## What to work on
Below are some records; write them all out again exactly.

[Natural-language object grounding data]
***

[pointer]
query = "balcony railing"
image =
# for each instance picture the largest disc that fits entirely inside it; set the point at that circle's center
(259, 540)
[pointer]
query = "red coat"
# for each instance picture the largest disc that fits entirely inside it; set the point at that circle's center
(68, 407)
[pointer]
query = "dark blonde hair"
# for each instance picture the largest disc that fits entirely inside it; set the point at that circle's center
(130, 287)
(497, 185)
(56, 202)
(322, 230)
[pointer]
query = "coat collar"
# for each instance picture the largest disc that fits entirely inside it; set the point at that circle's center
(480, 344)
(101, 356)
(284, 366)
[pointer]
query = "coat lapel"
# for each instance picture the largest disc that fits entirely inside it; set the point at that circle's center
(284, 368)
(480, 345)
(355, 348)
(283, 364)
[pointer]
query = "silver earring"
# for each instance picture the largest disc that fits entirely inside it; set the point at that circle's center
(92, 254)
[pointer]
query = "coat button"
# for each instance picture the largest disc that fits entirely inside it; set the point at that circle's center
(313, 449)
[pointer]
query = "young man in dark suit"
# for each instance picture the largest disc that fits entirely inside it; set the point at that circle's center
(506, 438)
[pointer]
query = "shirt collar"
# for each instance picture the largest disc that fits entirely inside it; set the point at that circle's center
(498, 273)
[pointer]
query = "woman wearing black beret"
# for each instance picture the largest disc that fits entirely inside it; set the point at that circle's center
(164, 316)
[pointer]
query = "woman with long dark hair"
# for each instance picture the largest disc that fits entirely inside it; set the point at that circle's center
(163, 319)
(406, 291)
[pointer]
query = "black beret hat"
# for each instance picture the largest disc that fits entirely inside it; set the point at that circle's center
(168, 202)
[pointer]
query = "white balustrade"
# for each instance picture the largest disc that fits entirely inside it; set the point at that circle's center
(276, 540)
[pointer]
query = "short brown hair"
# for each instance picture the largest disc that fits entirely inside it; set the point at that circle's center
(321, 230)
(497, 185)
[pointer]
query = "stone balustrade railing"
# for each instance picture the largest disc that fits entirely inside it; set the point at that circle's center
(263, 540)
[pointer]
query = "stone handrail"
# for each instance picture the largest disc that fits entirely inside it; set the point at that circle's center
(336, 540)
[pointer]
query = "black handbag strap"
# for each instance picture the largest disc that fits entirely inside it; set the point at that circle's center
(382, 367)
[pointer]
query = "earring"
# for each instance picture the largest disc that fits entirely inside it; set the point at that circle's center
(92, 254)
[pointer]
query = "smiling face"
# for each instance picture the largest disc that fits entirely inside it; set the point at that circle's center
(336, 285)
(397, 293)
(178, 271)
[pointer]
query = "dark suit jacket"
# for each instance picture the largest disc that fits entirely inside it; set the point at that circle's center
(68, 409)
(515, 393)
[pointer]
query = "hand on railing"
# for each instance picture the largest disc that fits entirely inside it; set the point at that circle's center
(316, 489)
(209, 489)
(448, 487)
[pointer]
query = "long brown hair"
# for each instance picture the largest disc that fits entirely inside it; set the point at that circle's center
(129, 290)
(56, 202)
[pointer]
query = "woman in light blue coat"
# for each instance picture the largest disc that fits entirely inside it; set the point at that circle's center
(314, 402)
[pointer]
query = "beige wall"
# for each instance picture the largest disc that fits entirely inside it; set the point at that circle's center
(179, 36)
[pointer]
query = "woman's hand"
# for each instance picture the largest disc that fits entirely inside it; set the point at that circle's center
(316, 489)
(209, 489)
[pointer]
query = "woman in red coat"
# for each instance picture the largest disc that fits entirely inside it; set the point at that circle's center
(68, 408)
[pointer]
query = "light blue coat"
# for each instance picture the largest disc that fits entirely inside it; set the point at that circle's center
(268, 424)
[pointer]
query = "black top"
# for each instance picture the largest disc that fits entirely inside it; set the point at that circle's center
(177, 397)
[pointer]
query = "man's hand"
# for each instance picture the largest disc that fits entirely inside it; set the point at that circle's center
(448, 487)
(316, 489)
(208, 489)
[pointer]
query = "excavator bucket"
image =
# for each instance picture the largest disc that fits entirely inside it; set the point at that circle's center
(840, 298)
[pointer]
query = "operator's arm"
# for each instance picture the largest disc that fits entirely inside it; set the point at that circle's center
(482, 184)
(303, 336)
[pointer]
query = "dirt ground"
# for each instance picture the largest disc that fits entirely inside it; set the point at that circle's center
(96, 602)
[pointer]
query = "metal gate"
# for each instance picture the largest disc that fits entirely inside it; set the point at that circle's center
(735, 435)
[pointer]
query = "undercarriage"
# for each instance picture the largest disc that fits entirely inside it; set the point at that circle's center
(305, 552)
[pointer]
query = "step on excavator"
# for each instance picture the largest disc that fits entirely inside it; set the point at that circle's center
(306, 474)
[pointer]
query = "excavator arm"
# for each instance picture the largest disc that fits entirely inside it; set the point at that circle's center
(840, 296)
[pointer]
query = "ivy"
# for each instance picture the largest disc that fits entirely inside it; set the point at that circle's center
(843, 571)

***

## Solution to the exercise
[pointer]
query = "balcony railing"
image =
# for each instance picture the largest disc that fits entirely inside it; set the point at that circle's center
(259, 540)
[pointer]
query = "red coat"
# for each instance picture the largest disc that fits entirely inside it; set the point at that circle's center
(68, 407)
[pointer]
query = "dark blonde hair"
# for each instance picture the largest disc that fits entirely inside it; set the point at that circle's center
(130, 287)
(497, 185)
(56, 202)
(322, 230)
[pointer]
query = "coat collar"
# for each instance picture the largest disc that fits entirely inside it; set the point at that circle's center
(480, 344)
(101, 356)
(284, 366)
[pointer]
query = "coat lapel"
# for each instance picture the largest disc that fits entirely inside it; set the point at that circle's center
(284, 368)
(480, 345)
(355, 348)
(283, 364)
[pointer]
query = "silver earring"
# for each instance picture the largest disc that fits entirely inside it; set the point at that circle's center
(92, 254)
[pointer]
query = "coat button"
# for each instance picture the largest disc that fits entirely inside it; set the point at that circle's center
(313, 449)
[pointer]
query = "young man in dark suit"
# for each instance picture the largest disc that fits entirely inside it; set the point at that circle's center
(506, 438)
[pointer]
query = "shirt collar"
# for each instance picture the largest disc that fits entirely inside it; set the point at that circle's center
(498, 273)
[pointer]
query = "woman wearing black beret"
# for each instance picture the largest disc that fits entirely inside it; set the point at that circle's center
(164, 316)
[pointer]
query = "woman with long dark hair"
# for each instance picture the largest disc that fits entirely inside it; set the point at that circle's center
(163, 319)
(406, 291)
[pointer]
query = "black beret hat"
# for each instance picture the largest disc that fits entirely inside it; set the point at that circle's center
(168, 202)
[pointer]
query = "white balustrade"
# for each instance picture the largest disc that fits entirely inside it; set the point at that circle's center
(276, 540)
[pointer]
query = "short brown hair"
# for each instance picture the largest disc that fits entirely inside it; set the point at that circle's center
(321, 230)
(497, 185)
[pointer]
query = "stone balustrade railing"
# for each instance picture the largest disc that fits entirely inside it; set the point at that circle's center
(263, 540)
[pointer]
query = "stone handrail"
# for each instance picture the largest disc that fits entirely inside it; set the point at that circle's center
(336, 540)
[pointer]
query = "black handbag strap"
# for each instance picture the largest disc that fits entirely inside it; set the point at that circle's center
(382, 367)
[pointer]
query = "earring"
# for each instance picture the largest disc that fits entirely inside it; set the point at that circle's center
(92, 254)
[pointer]
query = "smiling face"
# for each instance picture the largest disc that fits entirely inside it; set the point at that circle's center
(336, 285)
(397, 293)
(178, 271)
[pointer]
query = "dark suit jacket"
# for each instance picture the largest disc that fits entirely inside it; set the point at that circle's center
(68, 409)
(515, 393)
[pointer]
query = "hand on railing"
# for each instance picture the largest disc that fits entirely inside it; set the point at that circle's center
(316, 489)
(209, 489)
(448, 487)
[pointer]
query = "long brown hair"
# for each instance picture the largest disc that fits entirely inside it; set the point at that circle's center
(129, 290)
(56, 202)
[pointer]
query = "woman in light blue coat"
# for each instance picture the largest disc that fits entirely inside it; set the point at that circle's center
(314, 402)
[pointer]
query = "beige wall"
# for each instance picture the largest disc that fits entirely inside it; set the point at that circle's center
(179, 36)
[pointer]
query = "woman's hand"
# for each instance picture the largest disc that fits entirely inside it; set the point at that circle's center
(316, 489)
(209, 489)
[pointer]
query = "woman in red coat"
# for each instance picture the largest disc that fits entirely inside it; set the point at that circle's center
(68, 408)
[pointer]
query = "light blue coat"
# for each instance picture the largest disc that fits entirely inside it; set the point at that circle's center
(268, 424)
[pointer]
query = "black top"
# for each instance picture the largest disc that fits entirely inside it; set the point at that circle's center
(177, 397)
[pointer]
query = "man's hand"
# for each instance picture the largest disc that fits entirely inside it; set the point at that circle's center
(448, 487)
(316, 489)
(208, 489)
[pointer]
query = "excavator bucket"
image =
# for each instance picture the largest disc that fits entirely inside it; set the point at that circle's center
(840, 298)
[pointer]
query = "operator's arm"
# for each instance picture the largest disc that fits entirely inside it; set the point at that circle's center
(482, 184)
(303, 336)
[pointer]
query = "dirt ground"
# for each instance picture the largest disc that fits entirely inside it; set the point at that circle's center
(96, 602)
[pointer]
query = "metal gate"
# for each instance picture the largest disc that fits entirely inside it; set the point at that circle's center
(735, 435)
[pointer]
query = "undercarriage"
# for each instance picture the largest disc that fits entirely inside it; set the point at that circle's center
(305, 552)
[pointer]
query = "step on excavator"
# for each instance picture the largest disc that fits entirely inside it; set the point at that circle's center
(306, 474)
[pointer]
query = "excavator arm"
# for each instance picture the largest disc that fits entirely inside it; set the point at that circle's center
(840, 296)
[pointer]
query = "ivy"
# for each instance picture the largest disc that fits entirely inside it; set the point at that circle's center
(843, 571)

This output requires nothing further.